_AIM OF THE EXERCISE_
Using the listing below, extract each line that has the word "stand" in it.

** DATA FOR THE TASK follows **

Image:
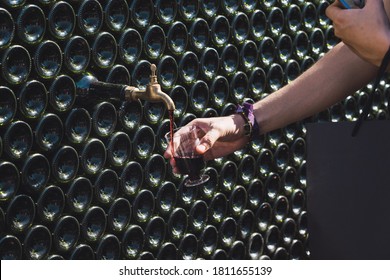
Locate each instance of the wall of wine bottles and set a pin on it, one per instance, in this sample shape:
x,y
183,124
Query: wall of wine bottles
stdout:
x,y
87,180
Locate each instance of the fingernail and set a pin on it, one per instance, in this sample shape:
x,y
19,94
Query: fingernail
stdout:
x,y
202,148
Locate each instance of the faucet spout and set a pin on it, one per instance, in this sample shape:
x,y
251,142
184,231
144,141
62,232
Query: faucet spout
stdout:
x,y
152,93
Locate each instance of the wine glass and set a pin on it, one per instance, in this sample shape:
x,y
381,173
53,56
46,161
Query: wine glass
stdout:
x,y
188,161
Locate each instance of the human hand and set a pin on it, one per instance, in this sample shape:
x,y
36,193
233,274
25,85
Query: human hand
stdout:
x,y
365,31
223,136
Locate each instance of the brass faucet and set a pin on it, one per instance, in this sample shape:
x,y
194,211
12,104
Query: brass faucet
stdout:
x,y
152,93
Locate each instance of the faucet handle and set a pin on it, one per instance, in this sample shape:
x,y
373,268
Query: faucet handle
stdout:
x,y
153,76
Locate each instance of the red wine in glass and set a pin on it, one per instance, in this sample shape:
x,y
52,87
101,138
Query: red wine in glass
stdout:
x,y
183,146
191,165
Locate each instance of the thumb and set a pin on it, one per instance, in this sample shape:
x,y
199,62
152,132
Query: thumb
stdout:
x,y
207,141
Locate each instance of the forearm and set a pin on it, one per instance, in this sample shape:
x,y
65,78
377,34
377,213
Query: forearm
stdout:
x,y
338,74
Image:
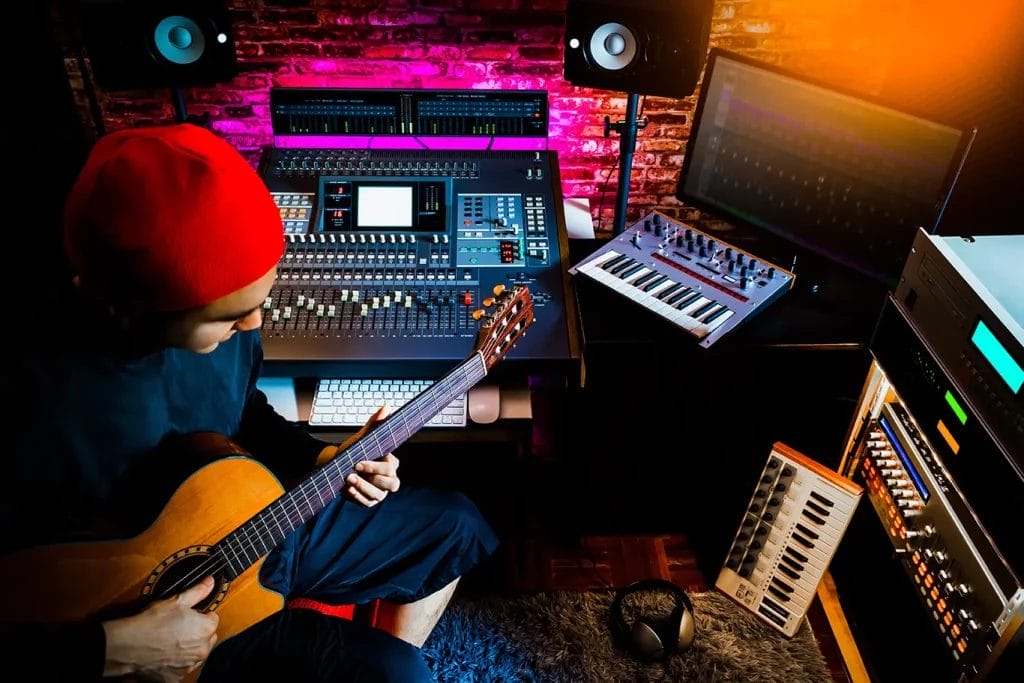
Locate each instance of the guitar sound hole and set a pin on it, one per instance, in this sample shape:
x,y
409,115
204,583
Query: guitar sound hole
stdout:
x,y
188,569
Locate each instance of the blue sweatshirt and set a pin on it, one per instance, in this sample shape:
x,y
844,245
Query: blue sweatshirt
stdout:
x,y
86,417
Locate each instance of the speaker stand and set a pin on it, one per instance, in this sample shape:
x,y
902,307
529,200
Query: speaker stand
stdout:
x,y
628,129
181,114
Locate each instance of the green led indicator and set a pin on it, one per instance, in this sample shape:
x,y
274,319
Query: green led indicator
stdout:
x,y
1008,369
961,415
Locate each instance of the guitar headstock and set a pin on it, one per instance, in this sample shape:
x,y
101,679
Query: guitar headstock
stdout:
x,y
510,312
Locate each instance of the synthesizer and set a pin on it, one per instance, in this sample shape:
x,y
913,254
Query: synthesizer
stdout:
x,y
391,252
788,534
689,278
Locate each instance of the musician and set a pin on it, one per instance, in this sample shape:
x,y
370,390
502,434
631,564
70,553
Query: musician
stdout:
x,y
174,241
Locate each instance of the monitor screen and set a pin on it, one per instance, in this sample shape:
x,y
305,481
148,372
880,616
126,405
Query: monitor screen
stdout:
x,y
836,173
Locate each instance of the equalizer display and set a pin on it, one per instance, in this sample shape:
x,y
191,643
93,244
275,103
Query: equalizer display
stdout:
x,y
413,113
849,178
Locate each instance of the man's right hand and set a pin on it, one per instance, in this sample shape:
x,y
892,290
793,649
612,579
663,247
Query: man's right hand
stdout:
x,y
167,640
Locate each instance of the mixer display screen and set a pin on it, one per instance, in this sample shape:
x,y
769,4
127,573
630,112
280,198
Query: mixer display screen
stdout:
x,y
417,206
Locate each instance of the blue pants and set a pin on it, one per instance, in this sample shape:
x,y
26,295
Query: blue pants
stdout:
x,y
412,545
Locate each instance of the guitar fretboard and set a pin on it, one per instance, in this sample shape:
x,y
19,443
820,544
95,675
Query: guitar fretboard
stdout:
x,y
264,530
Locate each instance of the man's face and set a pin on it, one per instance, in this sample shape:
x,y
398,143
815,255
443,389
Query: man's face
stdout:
x,y
203,329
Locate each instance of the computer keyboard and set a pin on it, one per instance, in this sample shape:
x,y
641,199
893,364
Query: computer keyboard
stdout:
x,y
349,402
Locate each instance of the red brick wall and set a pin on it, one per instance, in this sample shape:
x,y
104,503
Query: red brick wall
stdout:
x,y
505,44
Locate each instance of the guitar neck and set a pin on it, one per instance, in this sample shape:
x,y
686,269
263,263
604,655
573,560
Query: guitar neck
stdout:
x,y
264,530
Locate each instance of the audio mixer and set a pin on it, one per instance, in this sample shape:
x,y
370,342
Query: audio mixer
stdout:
x,y
691,279
389,252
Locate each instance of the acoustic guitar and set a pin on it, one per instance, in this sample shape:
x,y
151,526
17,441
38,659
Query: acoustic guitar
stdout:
x,y
226,516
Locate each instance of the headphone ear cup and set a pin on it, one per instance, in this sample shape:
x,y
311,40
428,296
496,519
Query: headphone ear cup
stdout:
x,y
647,642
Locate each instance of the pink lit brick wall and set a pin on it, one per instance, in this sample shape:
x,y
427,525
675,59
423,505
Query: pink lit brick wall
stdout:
x,y
507,44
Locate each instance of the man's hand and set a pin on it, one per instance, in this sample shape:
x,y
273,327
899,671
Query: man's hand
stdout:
x,y
373,479
167,640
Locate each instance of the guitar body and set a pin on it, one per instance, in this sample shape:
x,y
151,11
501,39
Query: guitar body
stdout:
x,y
109,579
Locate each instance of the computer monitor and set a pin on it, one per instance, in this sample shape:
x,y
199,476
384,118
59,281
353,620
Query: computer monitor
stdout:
x,y
836,173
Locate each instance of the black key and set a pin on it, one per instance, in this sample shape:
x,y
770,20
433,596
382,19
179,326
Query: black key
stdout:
x,y
788,572
822,500
797,554
813,517
806,531
768,602
654,283
781,584
640,281
610,264
676,297
817,508
687,300
802,541
669,291
702,309
715,315
771,616
794,564
630,271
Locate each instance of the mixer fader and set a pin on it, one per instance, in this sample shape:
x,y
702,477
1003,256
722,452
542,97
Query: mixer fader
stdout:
x,y
691,279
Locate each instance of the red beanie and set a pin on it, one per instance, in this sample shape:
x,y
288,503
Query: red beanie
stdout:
x,y
169,218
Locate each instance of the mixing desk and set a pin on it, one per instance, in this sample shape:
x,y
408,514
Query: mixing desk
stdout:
x,y
390,252
687,276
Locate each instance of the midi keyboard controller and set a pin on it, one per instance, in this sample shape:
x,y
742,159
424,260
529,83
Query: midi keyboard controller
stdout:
x,y
689,278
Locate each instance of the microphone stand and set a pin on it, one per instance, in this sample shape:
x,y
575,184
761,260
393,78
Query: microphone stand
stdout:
x,y
628,129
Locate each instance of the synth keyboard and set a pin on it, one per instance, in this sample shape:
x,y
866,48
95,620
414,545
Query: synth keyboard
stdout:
x,y
689,278
798,514
349,402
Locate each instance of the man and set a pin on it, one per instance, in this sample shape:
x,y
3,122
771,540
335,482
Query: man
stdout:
x,y
174,242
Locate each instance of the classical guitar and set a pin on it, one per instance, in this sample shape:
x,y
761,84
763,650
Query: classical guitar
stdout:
x,y
226,516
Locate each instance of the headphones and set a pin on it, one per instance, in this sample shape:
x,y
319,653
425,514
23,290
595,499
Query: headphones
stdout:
x,y
653,638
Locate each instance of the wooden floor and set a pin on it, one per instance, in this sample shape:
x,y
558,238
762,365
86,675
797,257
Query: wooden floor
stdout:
x,y
612,561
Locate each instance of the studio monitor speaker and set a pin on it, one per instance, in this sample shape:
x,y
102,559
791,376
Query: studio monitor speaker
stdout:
x,y
648,47
155,43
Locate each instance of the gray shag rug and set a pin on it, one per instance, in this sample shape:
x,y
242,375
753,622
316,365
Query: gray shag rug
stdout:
x,y
564,636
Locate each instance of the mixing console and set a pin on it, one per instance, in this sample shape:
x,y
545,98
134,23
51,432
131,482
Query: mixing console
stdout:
x,y
390,252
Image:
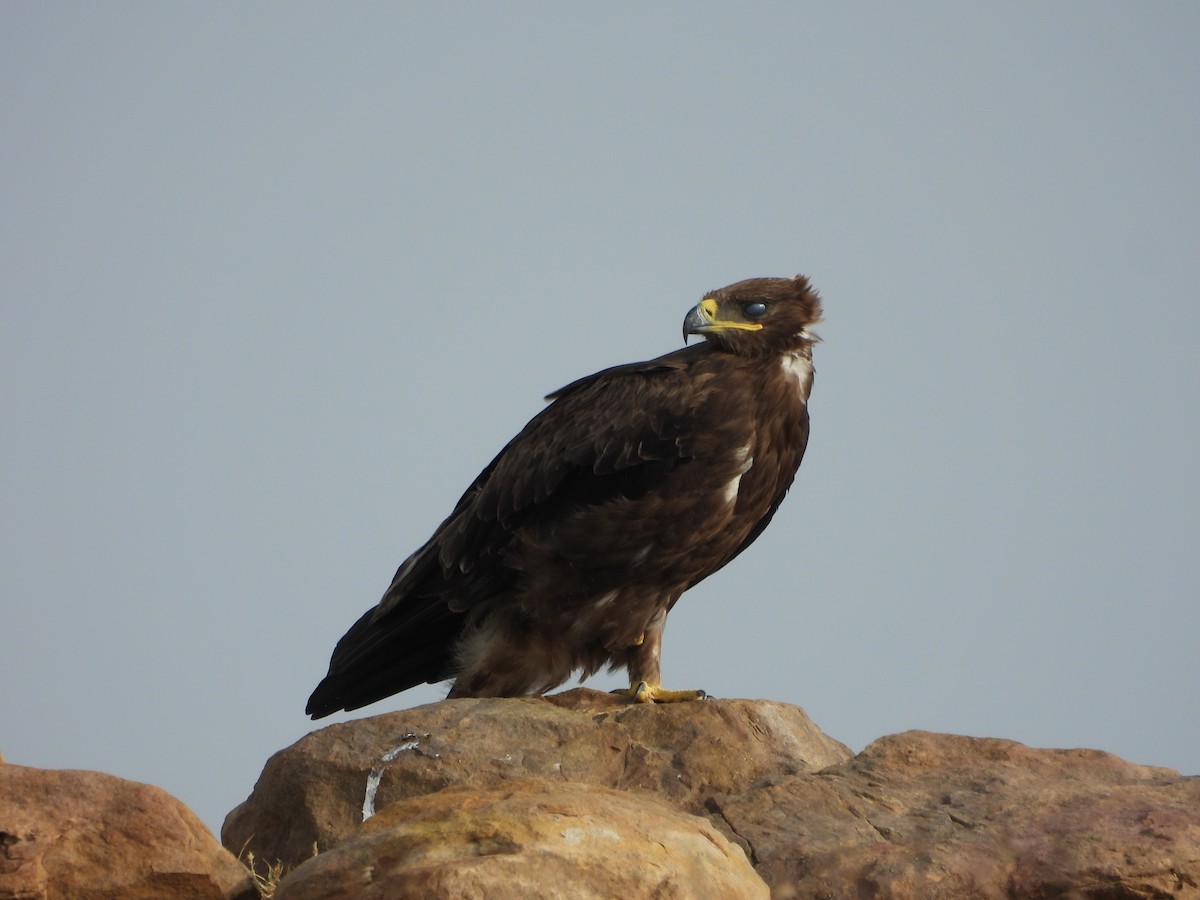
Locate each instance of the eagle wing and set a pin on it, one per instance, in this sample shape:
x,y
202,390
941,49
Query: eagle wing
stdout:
x,y
615,435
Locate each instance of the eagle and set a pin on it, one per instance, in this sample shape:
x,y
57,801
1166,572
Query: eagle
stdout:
x,y
631,486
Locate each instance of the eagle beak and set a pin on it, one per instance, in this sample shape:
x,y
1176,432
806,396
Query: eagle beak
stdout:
x,y
700,318
702,321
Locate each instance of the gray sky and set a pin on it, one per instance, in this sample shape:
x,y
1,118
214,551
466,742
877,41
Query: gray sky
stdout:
x,y
280,279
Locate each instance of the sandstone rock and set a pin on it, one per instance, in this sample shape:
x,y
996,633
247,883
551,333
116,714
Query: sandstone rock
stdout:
x,y
529,840
83,835
922,815
318,790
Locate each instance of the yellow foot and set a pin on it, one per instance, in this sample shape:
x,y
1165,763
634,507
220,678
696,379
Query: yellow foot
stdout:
x,y
647,693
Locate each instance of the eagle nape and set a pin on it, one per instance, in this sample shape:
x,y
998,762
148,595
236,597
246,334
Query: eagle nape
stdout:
x,y
573,545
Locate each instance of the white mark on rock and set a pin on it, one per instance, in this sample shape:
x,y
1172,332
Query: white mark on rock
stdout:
x,y
376,775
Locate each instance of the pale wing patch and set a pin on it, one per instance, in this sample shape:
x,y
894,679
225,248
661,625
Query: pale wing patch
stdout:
x,y
799,367
731,489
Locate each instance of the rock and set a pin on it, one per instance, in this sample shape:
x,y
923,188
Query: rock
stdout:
x,y
83,835
531,839
921,815
317,791
915,815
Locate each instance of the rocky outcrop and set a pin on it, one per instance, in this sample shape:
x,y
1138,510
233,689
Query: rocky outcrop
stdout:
x,y
83,835
474,797
318,790
921,815
531,838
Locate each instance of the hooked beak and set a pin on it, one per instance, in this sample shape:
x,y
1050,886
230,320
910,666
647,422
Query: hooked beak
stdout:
x,y
702,321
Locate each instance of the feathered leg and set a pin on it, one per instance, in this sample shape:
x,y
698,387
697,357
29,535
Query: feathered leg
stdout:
x,y
646,670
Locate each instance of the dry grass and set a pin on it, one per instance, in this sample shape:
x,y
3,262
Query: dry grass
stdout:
x,y
267,875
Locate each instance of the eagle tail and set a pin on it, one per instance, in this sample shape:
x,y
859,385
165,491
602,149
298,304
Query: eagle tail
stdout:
x,y
378,658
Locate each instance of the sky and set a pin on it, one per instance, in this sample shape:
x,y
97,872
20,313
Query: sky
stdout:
x,y
280,279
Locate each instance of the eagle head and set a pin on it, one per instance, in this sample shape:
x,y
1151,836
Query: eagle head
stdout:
x,y
757,316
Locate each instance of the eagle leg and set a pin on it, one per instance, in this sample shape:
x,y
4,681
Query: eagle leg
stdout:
x,y
648,693
646,670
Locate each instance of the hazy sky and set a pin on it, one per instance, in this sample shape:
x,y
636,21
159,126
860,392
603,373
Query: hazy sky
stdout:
x,y
280,279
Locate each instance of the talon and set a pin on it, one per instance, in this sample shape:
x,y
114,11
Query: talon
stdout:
x,y
647,693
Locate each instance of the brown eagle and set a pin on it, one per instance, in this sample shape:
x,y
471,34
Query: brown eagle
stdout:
x,y
569,550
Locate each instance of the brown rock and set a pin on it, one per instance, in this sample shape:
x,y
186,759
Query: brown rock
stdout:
x,y
921,815
317,790
529,840
84,835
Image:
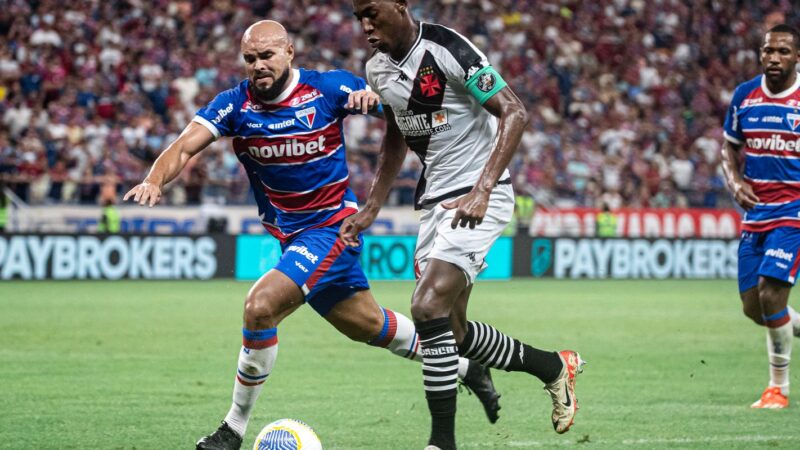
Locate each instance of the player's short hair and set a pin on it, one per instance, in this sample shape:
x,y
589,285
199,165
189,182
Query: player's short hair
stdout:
x,y
784,28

** End of DATA FOR THE TASK **

_EXERCISE SOLUTION_
Locate each instance of the speaker stand and set a pin on it, one per instance, in this sample shape:
Query: speaker stand
Locate each instance of the microphone stand and set a pin on it, one per instance, in this sample shape:
Query: microphone stand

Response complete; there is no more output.